Segment Start: SOURCE DATA

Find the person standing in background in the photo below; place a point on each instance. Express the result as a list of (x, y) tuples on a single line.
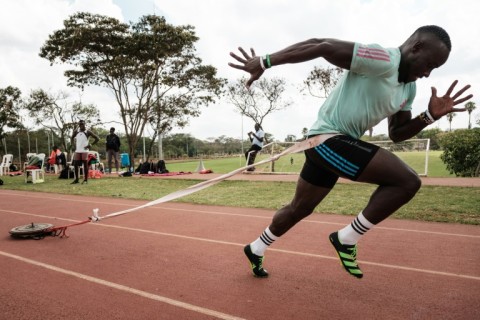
[(81, 136), (113, 147), (257, 144)]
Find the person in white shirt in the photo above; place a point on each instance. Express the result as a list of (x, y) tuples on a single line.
[(257, 145), (82, 145)]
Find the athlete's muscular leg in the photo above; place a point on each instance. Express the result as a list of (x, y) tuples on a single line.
[(398, 184), (307, 197)]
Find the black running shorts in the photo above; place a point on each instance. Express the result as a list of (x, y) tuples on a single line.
[(338, 156)]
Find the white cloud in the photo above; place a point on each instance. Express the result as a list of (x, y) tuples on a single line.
[(267, 26)]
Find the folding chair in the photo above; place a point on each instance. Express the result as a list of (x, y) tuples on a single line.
[(29, 156), (5, 165), (36, 175)]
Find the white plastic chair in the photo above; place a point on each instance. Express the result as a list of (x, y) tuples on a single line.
[(36, 175), (99, 165), (5, 165)]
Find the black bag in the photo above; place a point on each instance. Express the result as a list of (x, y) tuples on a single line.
[(145, 168), (161, 167), (66, 173)]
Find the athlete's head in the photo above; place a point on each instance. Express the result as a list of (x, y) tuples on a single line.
[(426, 49)]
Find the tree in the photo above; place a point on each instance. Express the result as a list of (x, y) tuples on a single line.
[(450, 117), (431, 134), (258, 103), (304, 133), (470, 106), (149, 66), (461, 151), (56, 113), (10, 106), (321, 81)]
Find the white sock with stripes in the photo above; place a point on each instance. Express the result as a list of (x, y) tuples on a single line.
[(263, 242), (355, 230)]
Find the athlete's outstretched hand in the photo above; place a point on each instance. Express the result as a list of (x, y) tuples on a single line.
[(250, 64), (440, 106)]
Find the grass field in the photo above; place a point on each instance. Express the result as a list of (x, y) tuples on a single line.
[(430, 204), (436, 168)]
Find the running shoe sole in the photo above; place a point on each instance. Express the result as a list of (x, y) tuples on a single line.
[(347, 255), (256, 263)]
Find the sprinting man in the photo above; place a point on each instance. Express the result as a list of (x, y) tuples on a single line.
[(82, 145), (379, 83)]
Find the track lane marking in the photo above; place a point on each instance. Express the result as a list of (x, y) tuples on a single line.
[(398, 267), (123, 288)]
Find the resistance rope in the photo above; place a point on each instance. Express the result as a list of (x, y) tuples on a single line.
[(298, 147)]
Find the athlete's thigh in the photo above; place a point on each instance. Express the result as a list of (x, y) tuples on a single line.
[(308, 196), (385, 168), (342, 156)]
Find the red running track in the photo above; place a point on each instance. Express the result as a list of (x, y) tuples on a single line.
[(178, 261)]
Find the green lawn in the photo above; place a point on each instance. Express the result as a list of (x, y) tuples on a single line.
[(430, 204), (436, 168)]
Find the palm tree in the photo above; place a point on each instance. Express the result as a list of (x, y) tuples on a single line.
[(450, 118), (470, 106)]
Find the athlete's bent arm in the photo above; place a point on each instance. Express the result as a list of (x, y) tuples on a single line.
[(401, 126), (337, 52)]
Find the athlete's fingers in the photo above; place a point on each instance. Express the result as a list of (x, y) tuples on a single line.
[(463, 100), (461, 91), (239, 59), (452, 86)]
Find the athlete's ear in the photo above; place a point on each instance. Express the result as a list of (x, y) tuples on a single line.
[(417, 46)]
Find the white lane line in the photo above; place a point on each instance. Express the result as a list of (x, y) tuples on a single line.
[(120, 287), (391, 266), (308, 220)]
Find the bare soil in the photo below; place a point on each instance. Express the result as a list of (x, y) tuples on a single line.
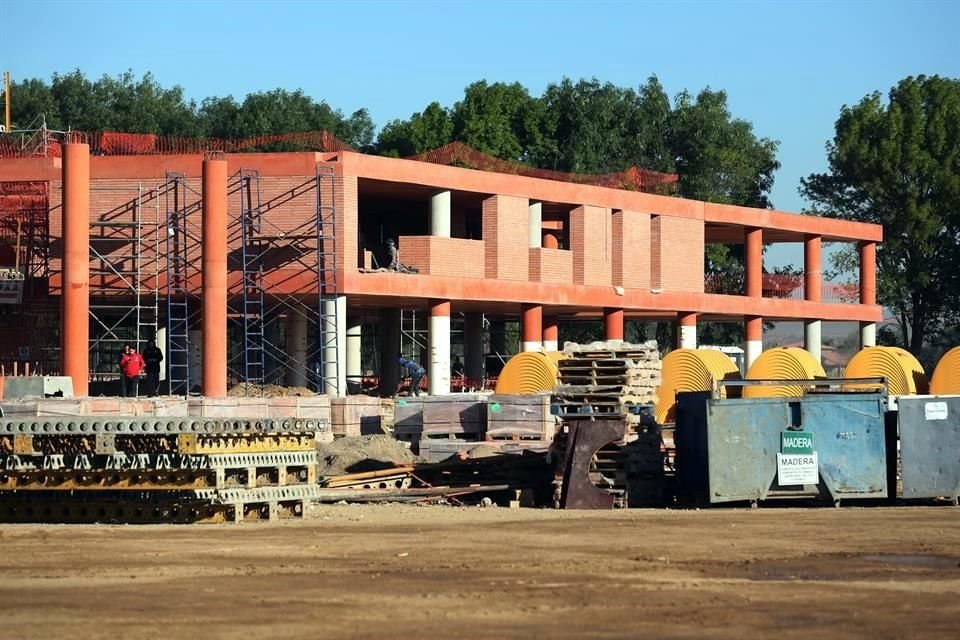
[(437, 572)]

Segment End: SOURCE DATA

WHAT YOU SHOULD DO:
When you copy the records above, keep every word exact and leave out the pictures they contain.

SOLVED EXERCISE:
Find the person standing in background in the photo below; place a point on each instance. Express the result as a list of (x, y) tuples on a single line.
[(81, 136), (113, 147), (257, 144)]
Find the person in white shirt in the photo above; place a point on each instance. Express the result as a list of (x, y) tuples on a single line.
[(257, 145), (82, 145)]
Find the athlete's muscular leg in the photo above; place a point on each instance. Express the result as a list of (x, y) tuples on a single line.
[(398, 184), (307, 197)]
Find the black running shorts in the photo above; place a point on each instance. Express the result as a list of (x, y) tuples on a single line.
[(338, 156)]
Find the white cloud in the photo above; place a point on each instance. Express the result as a list of (x, y) tuples on a single line.
[(267, 26)]
Find the folding chair in the photo above; place a point on each instance. Express the result as a list of (x, y) tuples on a single line.
[(29, 156), (5, 165), (36, 175)]
Find the white plastic chair in the photo above; place a point on each instance. Express the result as a list of (x, y) tuples on a single line.
[(36, 175), (99, 165), (5, 165)]
Find the black bag in the photo above; place a point on each instance. Express the result as a list of (x, y) tuples on a single line.
[(145, 168), (161, 167), (66, 173)]
Find the athlete's head in the photo above; place a point on each instance. Express the result as a list of (x, y) tuples on a single line.
[(426, 49)]
Find the tree in the photo above; place a point on each instance. Express the result as a list of (x, y) tuples on a single line.
[(450, 117), (431, 134), (258, 103), (304, 133), (470, 106), (149, 66), (461, 151), (56, 113), (10, 106), (321, 81)]
Find the white sock with stripes in the photo above; place a point on each instance. Express the result as a list of (x, y) tuples on a single line.
[(263, 242), (355, 230)]
Find the athlete's outstretched hand in the photo above; place a point on each instance. Express the result as a list of (x, y) tuples on a single line.
[(250, 64), (440, 106)]
Find the grass field in the photo above; place a point on each instance. Express the result as a list of (x, y) tuples on a single line.
[(430, 204), (436, 168)]
Find the running shoe sole in the photo above; place a point on each instance. Express the result as a list of (x, y) tuples on a single line.
[(347, 255), (256, 263)]
Find the sprinting man in the photo above; place a point on each instance. Express the result as a list of (x, y) tuples on a single line.
[(82, 145), (379, 83)]
Find the track lane marking in the photo above; place a point on each instance. Express the result as a list of (x, y) tuples on a single line.
[(398, 267), (123, 288)]
Find the resistance rope in the photo above; place a point on each instance. Express the result as a list of (x, y) tuples on a single line.
[(298, 147)]
Find the athlete's thigh in the photo above; place a point on each instance. Express the result as a list of (x, y) tuples on a single line.
[(308, 196), (385, 168), (342, 156)]
Find the red running track in the photo above; place a point on each instance. Express the result as a list of (x, y) tuples on a single line.
[(178, 261)]
Find the green lawn in the photo above; place a point on each instance. Express the result as a list of (x, y) tuples on a single line.
[(430, 204), (436, 168)]
Find the palm tree in the photo above; place a point on each instance. Express the result as a list of (x, y) tuples on a single line.
[(450, 118), (470, 106)]
Find the athlete's bent arm in the photo above; place a point on each instance. Express the result as a list of (x, y) tuples on a single line.
[(401, 126), (337, 52)]
Find the athlete's fingers in the photo above; place a point on each instance. Express the result as a list of (x, y) tuples on a single line.
[(463, 100), (461, 91), (239, 59), (452, 86)]
Find the athlete's ear in the photo above; place a point on each instance. Express the result as a list of (x, y) tuples on a single line.
[(417, 46)]
Find the white lane line in the photo above; place a point on each instance. Express the result as a list of (x, y) tuples on a single line.
[(120, 287), (391, 266), (308, 220)]
Find the bare soil in the photo below; place a point on each instance. Express the result as a list of (x, y) tuples on a single line.
[(437, 572)]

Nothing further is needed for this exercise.